##### Text block

Away from the diamond, Bobby enjoyed fishing, billiards and golf. But baseball remained his life and career. He managed in the minor leagues, coached for the Reds (managing them for 25 games in September of 1937), and scouted for Cincinnati for the final 33 years of his life. Wallace’s stellar career was capped off with his election to the Baseball Hall of Fame in 1953 by the Veterans Committee, along with pitcher Chief Bender, managers Harry Wright and Ed Barrow and umpires Bill Klem and Tommy Connolly.

Wallace had no children, but had no doubts that he would have wanted a son to play baseball. Reasoned Bobby, “Where else could he lead a cleaner and healthier life in sunshine and fresh air? Or bring so much pleasure to so many people? And be paid for it too?”

##########
##### Data rows

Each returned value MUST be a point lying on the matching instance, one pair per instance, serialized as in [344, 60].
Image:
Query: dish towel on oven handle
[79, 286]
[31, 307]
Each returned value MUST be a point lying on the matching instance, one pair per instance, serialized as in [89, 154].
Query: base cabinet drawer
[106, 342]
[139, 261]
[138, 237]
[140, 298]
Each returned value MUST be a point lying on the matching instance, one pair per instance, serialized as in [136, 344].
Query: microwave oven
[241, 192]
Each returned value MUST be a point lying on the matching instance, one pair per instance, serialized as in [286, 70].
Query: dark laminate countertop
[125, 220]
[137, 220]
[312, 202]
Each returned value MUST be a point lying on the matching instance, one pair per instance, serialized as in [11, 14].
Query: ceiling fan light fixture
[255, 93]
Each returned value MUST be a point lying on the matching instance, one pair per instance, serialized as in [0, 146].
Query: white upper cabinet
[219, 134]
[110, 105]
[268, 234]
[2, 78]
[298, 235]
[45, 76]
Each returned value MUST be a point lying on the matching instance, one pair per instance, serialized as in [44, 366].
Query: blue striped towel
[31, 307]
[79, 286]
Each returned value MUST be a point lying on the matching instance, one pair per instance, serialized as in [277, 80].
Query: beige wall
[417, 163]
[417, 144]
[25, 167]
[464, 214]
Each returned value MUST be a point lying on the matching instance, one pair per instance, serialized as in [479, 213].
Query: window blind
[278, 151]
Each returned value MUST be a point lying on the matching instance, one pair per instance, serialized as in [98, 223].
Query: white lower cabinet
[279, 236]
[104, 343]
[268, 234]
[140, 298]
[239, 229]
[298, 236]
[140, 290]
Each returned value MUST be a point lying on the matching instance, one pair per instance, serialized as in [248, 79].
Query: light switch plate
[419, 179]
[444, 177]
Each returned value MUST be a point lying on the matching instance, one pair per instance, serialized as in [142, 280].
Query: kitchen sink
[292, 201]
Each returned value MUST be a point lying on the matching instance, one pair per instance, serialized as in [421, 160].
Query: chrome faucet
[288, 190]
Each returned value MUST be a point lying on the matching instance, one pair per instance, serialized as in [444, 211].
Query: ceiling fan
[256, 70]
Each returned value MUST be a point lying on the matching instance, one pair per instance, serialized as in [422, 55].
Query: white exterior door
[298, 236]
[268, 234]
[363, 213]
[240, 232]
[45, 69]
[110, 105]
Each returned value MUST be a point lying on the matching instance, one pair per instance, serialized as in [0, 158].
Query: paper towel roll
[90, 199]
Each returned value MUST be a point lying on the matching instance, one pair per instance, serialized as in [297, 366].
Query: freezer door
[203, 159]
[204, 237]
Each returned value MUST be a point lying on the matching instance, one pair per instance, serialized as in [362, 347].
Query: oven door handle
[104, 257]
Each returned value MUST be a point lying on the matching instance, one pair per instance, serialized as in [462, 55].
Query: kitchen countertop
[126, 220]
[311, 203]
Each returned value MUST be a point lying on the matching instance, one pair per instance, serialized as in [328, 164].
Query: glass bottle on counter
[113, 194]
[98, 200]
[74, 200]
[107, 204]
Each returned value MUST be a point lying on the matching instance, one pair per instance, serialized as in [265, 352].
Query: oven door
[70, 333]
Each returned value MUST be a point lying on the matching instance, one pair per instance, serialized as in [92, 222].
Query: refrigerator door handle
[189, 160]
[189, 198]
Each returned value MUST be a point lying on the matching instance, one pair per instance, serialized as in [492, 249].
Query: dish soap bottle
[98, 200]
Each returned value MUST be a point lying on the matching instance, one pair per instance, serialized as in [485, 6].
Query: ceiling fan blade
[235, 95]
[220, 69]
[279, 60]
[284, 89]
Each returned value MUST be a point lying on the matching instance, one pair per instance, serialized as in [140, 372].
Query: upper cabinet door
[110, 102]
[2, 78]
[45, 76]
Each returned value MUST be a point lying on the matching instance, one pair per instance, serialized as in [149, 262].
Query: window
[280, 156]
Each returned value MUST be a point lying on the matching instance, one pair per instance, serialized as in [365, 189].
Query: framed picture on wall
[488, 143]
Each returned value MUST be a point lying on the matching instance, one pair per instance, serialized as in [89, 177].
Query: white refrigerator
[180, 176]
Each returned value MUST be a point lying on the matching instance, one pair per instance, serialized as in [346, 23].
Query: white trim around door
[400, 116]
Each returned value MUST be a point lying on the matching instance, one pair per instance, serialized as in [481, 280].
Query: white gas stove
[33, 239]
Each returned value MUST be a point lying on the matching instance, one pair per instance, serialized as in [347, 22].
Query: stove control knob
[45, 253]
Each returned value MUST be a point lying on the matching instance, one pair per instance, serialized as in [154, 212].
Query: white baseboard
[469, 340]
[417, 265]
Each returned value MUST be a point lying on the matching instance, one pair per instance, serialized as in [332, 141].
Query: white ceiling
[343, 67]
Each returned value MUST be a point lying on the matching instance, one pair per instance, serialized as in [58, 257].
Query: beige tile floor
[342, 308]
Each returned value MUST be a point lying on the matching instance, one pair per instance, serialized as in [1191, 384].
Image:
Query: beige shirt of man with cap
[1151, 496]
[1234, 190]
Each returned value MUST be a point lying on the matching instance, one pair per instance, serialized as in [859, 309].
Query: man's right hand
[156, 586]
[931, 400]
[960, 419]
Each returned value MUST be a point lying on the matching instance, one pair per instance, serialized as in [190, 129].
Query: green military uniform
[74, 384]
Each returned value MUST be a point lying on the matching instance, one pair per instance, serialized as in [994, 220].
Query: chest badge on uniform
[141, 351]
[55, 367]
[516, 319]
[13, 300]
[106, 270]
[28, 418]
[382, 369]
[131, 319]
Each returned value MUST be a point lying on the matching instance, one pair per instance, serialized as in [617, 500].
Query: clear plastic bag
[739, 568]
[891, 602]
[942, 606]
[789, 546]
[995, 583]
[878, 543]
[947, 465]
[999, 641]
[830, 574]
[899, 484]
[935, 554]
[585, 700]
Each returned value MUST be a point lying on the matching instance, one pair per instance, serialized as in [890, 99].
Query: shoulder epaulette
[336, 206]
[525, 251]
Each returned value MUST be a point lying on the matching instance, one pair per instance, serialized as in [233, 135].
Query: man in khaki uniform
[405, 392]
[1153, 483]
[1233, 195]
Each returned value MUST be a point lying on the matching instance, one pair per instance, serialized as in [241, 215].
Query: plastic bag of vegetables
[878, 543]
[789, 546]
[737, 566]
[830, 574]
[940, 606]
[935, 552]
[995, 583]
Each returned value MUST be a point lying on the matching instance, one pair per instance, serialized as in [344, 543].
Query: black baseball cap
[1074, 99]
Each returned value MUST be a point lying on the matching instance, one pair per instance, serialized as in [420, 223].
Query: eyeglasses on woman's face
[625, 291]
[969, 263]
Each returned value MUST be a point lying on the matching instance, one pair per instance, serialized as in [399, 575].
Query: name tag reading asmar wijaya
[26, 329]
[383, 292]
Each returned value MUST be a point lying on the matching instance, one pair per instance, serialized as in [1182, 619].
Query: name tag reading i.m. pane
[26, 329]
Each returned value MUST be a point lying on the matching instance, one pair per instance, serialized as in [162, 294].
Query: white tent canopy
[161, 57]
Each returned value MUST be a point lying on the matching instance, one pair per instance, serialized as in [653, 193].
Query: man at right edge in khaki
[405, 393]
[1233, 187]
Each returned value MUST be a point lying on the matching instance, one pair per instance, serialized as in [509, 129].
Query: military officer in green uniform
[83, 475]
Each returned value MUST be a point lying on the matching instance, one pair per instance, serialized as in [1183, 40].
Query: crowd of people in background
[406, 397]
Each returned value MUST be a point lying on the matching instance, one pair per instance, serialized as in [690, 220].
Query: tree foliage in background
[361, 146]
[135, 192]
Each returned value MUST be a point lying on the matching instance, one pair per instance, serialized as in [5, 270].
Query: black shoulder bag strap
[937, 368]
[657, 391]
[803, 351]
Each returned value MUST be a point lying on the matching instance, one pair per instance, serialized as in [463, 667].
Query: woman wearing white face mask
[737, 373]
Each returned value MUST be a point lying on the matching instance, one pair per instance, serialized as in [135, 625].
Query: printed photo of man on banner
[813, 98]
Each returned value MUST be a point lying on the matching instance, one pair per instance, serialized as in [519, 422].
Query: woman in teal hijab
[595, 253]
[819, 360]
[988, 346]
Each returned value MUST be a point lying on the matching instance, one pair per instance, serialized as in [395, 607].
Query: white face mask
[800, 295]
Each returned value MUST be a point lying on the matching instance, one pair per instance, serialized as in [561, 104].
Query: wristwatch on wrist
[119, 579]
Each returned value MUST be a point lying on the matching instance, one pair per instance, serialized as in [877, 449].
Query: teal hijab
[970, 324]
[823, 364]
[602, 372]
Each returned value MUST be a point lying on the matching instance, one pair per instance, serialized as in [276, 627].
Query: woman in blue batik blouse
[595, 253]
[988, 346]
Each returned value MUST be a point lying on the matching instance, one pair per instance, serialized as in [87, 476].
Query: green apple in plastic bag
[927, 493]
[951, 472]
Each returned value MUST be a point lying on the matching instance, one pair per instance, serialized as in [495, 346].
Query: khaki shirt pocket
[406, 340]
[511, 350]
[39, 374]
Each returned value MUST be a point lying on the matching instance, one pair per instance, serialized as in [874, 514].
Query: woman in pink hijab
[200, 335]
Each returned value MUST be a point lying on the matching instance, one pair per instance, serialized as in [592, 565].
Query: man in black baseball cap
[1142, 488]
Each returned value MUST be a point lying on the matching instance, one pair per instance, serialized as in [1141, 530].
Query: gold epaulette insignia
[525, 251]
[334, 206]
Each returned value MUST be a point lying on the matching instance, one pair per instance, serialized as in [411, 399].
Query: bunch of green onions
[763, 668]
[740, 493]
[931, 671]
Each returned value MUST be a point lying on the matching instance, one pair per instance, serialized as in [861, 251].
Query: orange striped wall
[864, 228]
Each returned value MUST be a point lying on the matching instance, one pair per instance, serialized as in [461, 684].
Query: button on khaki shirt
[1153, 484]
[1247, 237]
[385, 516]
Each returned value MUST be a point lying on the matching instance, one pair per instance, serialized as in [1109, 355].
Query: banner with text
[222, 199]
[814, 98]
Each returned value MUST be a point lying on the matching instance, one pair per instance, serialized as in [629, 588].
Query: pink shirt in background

##########

## Requests
[a] Using the passage on Bobby Wallace, can you answer these?
(i) For how many games did Wallace manage the Reds in September of 1937?
(ii) In what year was he elected to the Baseball Hall of Fame?
(iii) Did Wallace have any children?
[b] Could you duplicate the passage on Bobby Wallace word for word, from "Away from the" to "and Tommy Connolly."?
[c] Would you write the next part of the passage on Bobby Wallace, picking up after its last sentence?
The rows aren't needed here.

## Answers for the exercise
[a]
(i) 25 games
(ii) 1953
(iii) No, he had no children.

[b]
Away from the diamond, Bobby enjoyed fishing, billiards and golf. But baseball remained his life and career. He managed in the minor leagues, coached for the Reds (managing them for 25 games in September of 1937), and scouted for Cincinnati for the final 33 years of his life. Wallace’s stellar career was capped off with his election to the Baseball Hall of Fame in 1953 by the Veterans Committee, along with pitcher Chief Bender, managers Harry Wright and Ed Barrow and umpires Bill Klem and Tommy Connolly.

[c]
Bobby Wallace died in a nursing home in Torrance, California on November 3, 1960, the day before his 87th birthday. He was buried in Inglewood Park Cemetery, in Inglewood, California.

Note

This biography originally appeared in David Jones, ed., Deadball Stars of the American League (Washington, D.C.: Potomac Books, Inc., 2006).

Sources

In preparing this biography, the author relied primarily on Bobby Wallace’s file at the National Baseball Hall of Fame Library in Cooperstown, New York.

Full Name

Rhoderick John Wallace

Born

November 4, 1873 at Pittsburgh, PA (USA)

Died

November 3, 1960 at Torrance, CA (USA)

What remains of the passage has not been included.